(Beginning of Passage provided)

Many people will be celebrating the Fourth of July like it was 2019 all over again with barbecues, trips to the beach and camping. In fact, anyone finding an open campsite in the great state of Michigan should go right out and buy a handful of lottery tickets.
It will not only be a weekend to celebrate our country’s independence, but freedom from state mandates brought on by the novel coronavirus (COVID-19).
However, COVID-19 is still going to water down the usual celebrations in town’s like Onaway, who have claimed to have the Greatest Fourth in the North.
There will be a parade, unlike the summer of 2020, but nobody manning the announcer stands nor will there be any grand marshals.
There will be arts and crafts with a returning of Dancing Hippo, but don’t look for all the usual organizations selling food. There will be fireworks, but not in the usual location. Things are getting back to normal – it’s just going to take more time.

(End of Passage provided)

Requirement
In the passage on Fourth of July celebrations, what will the Onaway parade lack this year?

(Beginning of Data to examine)

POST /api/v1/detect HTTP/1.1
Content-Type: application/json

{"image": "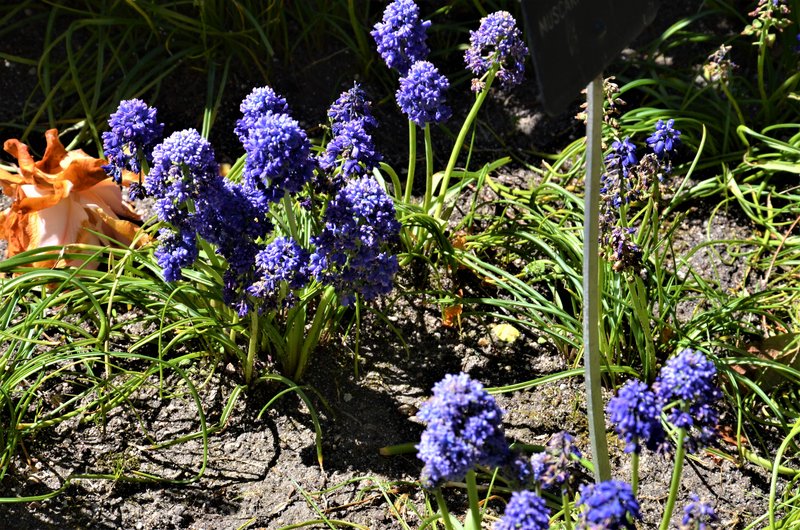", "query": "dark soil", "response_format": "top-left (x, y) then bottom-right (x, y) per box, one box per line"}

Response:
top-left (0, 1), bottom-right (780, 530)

(End of Data to examine)
(Beginning of Data to examine)

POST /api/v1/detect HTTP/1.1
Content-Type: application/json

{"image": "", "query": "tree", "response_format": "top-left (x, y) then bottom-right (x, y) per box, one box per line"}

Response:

(End of Data to examine)

Reply to the task
It will have nobody manning the announcer stands and no grand marshals.